**What to do:**
Starting at the line with "Can you find the green pasture" and continuing through the last line of the material, render those lines as a numbered list, leaving out any blank lines.

(Records from a collection)

----------------------------------------

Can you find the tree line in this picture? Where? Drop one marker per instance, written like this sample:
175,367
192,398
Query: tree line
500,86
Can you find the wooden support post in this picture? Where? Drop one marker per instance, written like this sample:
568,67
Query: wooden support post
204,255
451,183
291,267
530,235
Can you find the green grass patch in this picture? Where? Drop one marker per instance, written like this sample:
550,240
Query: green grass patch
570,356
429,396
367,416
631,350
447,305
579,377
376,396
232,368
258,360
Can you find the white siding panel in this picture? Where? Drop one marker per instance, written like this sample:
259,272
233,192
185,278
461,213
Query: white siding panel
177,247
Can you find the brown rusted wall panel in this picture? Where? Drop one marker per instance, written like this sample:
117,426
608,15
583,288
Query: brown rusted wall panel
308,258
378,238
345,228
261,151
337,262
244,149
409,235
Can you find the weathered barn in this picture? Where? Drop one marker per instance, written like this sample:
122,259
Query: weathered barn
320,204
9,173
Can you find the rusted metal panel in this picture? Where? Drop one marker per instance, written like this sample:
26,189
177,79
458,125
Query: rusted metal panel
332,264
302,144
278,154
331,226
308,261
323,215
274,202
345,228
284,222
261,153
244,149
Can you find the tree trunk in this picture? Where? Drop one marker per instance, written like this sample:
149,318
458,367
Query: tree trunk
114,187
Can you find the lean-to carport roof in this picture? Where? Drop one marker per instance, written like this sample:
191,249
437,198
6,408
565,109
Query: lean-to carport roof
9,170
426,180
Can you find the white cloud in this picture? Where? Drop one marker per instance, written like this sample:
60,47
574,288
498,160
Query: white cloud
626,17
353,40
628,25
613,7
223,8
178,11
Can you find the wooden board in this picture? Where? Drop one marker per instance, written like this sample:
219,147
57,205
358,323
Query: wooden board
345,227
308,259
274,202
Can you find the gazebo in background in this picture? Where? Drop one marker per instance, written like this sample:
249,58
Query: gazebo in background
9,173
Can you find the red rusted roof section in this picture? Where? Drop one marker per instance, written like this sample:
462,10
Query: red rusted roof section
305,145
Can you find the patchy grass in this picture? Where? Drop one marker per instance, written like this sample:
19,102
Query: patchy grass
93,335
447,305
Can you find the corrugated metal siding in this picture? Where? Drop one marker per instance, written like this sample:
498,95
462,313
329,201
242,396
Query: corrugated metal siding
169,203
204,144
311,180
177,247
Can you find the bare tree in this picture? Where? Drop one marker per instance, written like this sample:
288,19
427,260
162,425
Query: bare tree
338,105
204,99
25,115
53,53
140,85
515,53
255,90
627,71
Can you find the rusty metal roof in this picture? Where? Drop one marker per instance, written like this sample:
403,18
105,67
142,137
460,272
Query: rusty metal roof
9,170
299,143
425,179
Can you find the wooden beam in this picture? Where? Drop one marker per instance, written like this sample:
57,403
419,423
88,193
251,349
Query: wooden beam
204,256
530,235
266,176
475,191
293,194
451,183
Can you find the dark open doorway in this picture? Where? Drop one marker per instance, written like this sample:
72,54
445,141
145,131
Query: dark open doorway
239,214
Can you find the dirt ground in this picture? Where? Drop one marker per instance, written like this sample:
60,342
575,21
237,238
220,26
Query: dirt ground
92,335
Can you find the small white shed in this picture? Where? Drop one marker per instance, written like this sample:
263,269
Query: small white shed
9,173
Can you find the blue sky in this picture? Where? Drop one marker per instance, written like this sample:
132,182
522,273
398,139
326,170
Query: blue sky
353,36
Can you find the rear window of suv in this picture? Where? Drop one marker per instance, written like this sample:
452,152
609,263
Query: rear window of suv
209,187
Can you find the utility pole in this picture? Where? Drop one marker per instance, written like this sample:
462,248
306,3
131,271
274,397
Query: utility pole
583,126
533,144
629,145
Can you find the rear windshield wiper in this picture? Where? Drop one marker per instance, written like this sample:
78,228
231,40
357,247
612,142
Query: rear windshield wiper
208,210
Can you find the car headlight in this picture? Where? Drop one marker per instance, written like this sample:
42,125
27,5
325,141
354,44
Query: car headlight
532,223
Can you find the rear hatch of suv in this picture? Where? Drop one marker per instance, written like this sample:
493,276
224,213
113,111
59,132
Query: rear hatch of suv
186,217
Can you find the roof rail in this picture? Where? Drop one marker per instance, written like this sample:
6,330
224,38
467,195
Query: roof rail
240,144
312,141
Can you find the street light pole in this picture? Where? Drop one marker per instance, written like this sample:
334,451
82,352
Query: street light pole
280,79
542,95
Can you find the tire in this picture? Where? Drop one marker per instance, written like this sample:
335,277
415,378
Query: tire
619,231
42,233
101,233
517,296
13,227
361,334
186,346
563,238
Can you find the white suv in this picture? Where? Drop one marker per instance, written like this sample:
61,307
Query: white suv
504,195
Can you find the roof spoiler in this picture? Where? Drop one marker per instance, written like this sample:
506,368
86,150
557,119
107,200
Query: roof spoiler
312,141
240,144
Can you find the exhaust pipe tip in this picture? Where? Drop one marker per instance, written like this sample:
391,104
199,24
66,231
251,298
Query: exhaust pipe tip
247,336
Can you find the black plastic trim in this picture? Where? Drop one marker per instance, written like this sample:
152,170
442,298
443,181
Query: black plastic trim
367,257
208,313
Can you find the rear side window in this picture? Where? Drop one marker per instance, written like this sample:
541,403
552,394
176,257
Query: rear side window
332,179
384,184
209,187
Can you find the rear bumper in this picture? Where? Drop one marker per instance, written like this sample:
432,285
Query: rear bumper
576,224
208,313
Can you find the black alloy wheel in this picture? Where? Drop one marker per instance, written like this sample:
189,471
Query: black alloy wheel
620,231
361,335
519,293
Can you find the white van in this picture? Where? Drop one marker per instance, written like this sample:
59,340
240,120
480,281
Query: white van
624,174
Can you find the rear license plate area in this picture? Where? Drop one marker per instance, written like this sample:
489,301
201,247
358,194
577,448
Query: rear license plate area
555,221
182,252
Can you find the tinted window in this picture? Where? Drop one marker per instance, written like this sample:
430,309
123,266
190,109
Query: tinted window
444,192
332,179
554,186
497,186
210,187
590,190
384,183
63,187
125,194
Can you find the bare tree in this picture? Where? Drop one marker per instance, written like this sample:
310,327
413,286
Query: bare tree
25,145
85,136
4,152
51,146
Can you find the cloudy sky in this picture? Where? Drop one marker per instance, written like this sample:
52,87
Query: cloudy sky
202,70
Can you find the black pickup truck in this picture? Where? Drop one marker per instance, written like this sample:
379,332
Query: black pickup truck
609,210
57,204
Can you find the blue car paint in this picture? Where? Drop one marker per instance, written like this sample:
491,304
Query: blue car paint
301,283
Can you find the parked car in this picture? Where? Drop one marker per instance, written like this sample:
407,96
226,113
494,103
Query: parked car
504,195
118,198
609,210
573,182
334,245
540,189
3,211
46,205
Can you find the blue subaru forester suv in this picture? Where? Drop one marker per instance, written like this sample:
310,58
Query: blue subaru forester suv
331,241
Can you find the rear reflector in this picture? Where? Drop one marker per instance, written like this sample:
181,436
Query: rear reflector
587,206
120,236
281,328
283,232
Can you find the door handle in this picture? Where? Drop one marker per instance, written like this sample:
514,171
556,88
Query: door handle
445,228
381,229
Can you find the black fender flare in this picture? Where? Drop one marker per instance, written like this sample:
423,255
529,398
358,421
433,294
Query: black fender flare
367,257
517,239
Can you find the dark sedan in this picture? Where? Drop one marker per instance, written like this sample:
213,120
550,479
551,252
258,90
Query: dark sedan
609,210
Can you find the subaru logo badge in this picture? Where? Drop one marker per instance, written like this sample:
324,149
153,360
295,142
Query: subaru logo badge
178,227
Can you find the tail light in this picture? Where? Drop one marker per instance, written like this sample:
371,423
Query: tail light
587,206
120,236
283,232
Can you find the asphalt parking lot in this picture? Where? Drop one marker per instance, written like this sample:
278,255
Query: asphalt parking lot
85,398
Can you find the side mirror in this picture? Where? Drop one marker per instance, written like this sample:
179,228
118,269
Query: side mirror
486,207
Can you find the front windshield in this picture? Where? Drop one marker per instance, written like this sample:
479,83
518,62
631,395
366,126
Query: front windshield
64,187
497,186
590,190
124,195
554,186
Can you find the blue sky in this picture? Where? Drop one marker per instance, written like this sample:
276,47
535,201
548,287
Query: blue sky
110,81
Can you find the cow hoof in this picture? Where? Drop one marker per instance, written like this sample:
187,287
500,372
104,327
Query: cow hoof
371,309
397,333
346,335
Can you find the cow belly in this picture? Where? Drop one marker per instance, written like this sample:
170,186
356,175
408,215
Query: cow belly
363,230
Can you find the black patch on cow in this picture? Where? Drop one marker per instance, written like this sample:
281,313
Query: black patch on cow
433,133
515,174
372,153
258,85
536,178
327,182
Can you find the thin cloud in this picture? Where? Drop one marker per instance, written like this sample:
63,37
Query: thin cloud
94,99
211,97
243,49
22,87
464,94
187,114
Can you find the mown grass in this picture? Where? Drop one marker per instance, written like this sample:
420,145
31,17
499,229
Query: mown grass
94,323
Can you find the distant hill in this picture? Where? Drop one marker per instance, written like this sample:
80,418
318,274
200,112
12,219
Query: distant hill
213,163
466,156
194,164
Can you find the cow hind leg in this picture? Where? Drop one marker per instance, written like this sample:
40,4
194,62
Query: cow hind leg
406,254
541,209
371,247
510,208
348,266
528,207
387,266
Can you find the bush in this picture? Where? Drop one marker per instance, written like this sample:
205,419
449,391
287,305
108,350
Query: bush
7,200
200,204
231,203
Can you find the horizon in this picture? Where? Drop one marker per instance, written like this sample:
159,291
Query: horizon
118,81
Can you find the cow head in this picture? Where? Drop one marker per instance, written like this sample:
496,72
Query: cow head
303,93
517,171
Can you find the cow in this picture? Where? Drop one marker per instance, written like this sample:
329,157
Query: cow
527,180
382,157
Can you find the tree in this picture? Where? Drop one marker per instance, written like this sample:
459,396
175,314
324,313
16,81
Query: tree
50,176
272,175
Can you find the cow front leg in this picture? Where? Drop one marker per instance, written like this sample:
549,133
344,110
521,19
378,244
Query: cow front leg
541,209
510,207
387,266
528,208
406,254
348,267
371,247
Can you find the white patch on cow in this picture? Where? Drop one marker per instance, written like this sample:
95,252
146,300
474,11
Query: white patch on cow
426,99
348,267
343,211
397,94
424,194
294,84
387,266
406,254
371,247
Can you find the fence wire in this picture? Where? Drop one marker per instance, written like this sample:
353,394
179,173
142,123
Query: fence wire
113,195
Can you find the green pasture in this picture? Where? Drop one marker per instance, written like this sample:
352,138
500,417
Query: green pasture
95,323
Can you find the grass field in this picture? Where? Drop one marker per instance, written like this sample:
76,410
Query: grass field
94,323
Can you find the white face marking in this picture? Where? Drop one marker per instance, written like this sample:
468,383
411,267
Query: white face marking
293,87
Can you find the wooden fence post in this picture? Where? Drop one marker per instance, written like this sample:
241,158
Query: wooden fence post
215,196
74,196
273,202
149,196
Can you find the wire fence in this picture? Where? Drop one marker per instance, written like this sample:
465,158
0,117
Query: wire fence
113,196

----------------------------------------

**Reply to the exercise:**
1. Can you find the green pasture in this picture? Where? Drop one marker per instance, written like this sample:
2. 352,138
3. 500,417
4. Query: green pasture
5. 95,323
6. Can you find the grass field in this picture? Where? Drop one marker per instance, written like this sample:
7. 76,410
8. Query: grass field
9. 94,323
10. Can you find the white face marking in this picture? Where? Drop one marker per instance, written like this sample:
11. 468,383
12. 411,267
13. Query: white face marking
14. 293,87
15. Can you find the wooden fence post in this picture? Where? Drop one marker per instance, written like this sample:
16. 241,158
17. Query: wooden fence post
18. 215,196
19. 74,196
20. 273,202
21. 149,196
22. Can you find the wire fence in this picture? Where? Drop one marker per instance, written like this sample:
23. 465,158
24. 0,117
25. Query: wire fence
26. 113,196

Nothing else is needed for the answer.